Write out, word for word, every line from the one containing "Species-survey task: indicate the colored" through the last line of the records below, both ends included.

================

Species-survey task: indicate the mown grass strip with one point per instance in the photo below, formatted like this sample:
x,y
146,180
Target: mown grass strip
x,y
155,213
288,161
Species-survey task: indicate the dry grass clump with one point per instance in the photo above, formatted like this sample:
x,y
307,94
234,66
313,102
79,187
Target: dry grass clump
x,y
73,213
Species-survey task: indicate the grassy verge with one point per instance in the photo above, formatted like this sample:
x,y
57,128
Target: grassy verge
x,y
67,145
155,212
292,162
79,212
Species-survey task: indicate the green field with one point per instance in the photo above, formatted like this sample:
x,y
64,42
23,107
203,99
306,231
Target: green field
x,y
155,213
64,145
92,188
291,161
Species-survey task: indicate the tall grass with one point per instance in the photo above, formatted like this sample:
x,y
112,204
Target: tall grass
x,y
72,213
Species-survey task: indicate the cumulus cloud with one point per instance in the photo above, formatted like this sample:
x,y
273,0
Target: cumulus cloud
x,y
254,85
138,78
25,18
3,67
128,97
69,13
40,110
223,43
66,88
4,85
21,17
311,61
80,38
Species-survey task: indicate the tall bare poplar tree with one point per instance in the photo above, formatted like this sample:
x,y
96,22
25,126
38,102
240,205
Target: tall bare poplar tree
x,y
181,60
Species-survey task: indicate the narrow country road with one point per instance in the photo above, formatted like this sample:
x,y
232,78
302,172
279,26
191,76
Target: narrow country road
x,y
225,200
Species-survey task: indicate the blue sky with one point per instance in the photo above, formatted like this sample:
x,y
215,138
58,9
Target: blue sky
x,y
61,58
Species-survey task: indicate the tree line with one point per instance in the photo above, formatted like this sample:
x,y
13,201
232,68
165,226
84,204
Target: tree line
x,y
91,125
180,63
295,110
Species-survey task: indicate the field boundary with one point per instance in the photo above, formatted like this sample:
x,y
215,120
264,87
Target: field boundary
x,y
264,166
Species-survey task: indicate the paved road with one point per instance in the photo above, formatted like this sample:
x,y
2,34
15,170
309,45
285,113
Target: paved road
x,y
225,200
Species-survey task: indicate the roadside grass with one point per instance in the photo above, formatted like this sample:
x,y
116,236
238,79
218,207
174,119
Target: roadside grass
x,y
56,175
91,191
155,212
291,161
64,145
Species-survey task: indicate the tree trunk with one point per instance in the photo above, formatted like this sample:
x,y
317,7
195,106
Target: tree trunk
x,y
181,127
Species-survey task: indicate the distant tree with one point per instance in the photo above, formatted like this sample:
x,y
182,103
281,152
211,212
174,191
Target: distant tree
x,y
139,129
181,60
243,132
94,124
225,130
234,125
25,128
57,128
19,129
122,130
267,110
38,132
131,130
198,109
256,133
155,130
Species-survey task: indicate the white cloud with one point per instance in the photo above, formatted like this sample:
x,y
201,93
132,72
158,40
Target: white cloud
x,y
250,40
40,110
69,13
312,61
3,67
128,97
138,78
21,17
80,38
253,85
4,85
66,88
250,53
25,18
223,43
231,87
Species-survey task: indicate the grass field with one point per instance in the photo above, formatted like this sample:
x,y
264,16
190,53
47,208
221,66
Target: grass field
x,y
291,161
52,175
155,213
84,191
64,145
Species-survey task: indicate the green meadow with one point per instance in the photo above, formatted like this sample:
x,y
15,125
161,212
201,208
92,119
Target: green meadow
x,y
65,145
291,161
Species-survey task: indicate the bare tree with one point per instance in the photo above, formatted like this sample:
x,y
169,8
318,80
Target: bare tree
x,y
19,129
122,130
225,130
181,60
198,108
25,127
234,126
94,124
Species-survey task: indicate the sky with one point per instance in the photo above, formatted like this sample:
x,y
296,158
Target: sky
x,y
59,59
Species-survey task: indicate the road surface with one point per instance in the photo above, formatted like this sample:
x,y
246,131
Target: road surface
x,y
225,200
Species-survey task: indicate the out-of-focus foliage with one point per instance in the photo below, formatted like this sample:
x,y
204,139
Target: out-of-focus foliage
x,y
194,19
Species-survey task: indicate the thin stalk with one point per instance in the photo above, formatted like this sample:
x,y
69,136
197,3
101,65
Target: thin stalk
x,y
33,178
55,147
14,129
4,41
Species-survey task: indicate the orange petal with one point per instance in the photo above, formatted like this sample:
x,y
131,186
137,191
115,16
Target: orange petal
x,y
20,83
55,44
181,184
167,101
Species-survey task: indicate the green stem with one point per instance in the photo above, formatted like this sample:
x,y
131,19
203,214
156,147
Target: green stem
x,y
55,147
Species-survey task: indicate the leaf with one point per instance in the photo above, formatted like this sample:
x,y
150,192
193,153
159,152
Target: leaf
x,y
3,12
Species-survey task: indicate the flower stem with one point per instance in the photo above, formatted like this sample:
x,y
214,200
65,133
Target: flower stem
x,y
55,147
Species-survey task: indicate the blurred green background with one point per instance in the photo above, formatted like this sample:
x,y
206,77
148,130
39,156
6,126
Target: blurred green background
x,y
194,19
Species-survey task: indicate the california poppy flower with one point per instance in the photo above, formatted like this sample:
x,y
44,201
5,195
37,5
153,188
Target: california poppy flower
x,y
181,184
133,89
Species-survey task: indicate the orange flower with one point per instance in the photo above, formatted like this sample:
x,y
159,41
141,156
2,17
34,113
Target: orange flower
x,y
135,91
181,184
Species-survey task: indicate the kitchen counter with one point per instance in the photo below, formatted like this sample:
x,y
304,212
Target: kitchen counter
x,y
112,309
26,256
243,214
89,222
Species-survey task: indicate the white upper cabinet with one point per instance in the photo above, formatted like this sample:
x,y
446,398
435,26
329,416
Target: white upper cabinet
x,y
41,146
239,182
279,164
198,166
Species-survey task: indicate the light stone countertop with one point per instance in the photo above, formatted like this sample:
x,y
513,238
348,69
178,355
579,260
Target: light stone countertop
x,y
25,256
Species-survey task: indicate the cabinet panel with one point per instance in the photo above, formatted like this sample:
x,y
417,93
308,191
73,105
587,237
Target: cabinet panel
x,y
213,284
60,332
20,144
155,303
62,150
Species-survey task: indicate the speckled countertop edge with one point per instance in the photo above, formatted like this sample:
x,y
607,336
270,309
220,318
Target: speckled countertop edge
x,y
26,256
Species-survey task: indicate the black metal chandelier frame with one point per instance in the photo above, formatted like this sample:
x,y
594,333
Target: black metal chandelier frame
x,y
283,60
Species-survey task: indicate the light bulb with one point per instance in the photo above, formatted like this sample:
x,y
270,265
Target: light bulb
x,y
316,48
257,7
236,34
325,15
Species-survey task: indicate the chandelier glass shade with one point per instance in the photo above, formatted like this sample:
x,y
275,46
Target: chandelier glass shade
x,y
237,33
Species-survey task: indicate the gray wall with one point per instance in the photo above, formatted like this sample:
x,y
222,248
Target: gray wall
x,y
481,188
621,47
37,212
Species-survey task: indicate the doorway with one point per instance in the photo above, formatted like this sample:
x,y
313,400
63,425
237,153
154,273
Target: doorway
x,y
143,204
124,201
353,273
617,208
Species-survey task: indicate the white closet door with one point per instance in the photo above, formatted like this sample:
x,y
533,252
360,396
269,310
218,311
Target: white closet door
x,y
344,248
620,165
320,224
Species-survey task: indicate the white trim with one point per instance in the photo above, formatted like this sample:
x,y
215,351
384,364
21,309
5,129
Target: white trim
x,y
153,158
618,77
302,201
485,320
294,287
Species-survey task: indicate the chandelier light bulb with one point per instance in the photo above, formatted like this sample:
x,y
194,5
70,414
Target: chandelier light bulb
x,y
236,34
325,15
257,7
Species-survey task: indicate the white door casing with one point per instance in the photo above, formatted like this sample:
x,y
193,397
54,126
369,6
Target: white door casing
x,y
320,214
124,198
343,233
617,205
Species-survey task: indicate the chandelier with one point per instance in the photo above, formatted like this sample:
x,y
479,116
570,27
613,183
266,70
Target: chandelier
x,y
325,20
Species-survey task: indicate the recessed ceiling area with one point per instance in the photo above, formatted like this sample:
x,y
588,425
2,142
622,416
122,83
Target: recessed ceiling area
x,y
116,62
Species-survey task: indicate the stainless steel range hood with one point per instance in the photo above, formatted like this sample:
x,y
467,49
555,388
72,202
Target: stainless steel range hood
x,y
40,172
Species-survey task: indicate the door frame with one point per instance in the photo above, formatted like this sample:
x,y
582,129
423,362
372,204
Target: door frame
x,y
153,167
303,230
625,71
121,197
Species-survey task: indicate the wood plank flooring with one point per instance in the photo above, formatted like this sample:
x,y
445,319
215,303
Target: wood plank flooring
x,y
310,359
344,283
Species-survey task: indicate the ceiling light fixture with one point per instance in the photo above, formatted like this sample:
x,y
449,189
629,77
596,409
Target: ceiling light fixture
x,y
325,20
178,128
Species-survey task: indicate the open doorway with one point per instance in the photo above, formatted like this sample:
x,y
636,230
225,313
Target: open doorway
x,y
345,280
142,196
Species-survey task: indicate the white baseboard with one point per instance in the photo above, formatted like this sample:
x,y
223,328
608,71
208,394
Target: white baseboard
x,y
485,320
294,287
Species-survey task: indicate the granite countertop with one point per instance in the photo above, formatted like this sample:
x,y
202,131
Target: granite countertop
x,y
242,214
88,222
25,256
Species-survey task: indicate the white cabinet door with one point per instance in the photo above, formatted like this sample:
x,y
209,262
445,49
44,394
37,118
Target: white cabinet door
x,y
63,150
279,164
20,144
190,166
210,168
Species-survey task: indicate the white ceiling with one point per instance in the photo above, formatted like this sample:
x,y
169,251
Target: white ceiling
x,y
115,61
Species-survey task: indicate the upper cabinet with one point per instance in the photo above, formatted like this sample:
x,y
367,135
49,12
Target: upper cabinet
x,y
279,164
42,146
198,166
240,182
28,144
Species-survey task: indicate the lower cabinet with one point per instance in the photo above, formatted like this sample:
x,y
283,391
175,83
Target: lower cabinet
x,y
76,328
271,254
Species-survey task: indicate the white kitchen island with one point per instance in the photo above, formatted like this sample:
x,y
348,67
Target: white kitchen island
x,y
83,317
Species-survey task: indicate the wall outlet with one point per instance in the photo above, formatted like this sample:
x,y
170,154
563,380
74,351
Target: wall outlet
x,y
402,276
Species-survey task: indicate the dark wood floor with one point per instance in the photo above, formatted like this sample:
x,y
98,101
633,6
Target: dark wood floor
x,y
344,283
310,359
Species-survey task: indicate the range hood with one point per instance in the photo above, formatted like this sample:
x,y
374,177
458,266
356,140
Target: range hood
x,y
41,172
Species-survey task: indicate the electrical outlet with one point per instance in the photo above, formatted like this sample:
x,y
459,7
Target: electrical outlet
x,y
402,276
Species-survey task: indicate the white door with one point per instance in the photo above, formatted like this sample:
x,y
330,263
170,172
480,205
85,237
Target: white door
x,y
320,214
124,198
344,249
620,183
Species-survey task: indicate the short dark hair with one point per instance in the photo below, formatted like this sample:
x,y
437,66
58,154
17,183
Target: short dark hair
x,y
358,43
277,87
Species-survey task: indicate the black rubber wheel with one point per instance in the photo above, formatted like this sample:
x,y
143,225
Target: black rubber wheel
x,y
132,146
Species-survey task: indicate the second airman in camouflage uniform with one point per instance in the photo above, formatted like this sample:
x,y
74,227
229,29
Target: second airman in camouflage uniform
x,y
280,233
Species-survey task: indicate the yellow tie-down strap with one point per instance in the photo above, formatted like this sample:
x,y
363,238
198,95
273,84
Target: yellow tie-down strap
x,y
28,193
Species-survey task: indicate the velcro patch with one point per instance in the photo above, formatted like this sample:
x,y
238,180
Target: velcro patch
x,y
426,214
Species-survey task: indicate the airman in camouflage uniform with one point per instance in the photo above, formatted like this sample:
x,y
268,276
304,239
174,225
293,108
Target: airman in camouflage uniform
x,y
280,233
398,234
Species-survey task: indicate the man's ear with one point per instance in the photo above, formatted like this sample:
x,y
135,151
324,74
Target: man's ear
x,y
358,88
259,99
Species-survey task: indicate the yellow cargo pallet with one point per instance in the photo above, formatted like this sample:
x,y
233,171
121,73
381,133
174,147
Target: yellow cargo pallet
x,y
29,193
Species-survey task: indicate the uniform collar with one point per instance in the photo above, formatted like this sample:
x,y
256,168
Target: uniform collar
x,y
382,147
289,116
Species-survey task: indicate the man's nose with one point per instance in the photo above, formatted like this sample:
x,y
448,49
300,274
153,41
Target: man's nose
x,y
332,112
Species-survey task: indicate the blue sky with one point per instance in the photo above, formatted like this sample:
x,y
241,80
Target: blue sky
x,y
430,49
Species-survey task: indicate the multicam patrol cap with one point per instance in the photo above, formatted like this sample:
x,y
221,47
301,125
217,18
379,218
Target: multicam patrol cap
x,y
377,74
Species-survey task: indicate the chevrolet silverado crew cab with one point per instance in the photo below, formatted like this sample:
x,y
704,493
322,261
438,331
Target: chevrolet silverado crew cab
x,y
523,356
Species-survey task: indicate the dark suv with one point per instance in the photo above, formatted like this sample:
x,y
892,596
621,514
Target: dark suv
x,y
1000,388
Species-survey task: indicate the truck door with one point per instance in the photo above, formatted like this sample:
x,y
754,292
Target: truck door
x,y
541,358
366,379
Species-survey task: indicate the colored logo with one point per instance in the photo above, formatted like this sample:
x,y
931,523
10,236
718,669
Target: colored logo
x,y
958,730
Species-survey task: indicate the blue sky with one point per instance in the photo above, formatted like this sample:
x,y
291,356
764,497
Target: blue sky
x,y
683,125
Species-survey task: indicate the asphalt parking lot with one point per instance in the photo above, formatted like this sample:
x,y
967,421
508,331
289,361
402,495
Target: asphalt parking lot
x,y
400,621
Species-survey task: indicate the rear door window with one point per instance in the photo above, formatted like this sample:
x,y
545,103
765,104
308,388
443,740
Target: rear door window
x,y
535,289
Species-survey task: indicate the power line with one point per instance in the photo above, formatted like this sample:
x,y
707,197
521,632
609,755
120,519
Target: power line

================

## In response
Species-survey task: indicate the colored logo with one point per instance in the photo above, formatted like this sample:
x,y
931,523
10,236
718,669
Target: colored logo
x,y
958,730
Species-survey task: indicate the blue sky with one point per instance in the photo above, formatted like this sample:
x,y
291,356
764,497
Target: blue sky
x,y
683,125
Species-survey task: indicate the asphalt parking lot with one point per instance in the photo above, formatted like this sample:
x,y
967,421
508,331
289,361
402,495
Target: asphalt parking lot
x,y
400,621
Species-survey task: indicate the rear door window with one point per instance in the photo above, formatted like this sample:
x,y
545,103
765,104
308,388
443,740
Target: rear door window
x,y
535,289
Species-survey task: indicate the power line with one point per instance in the photo above, formatted like this sample:
x,y
707,197
521,632
609,755
120,519
Target: power line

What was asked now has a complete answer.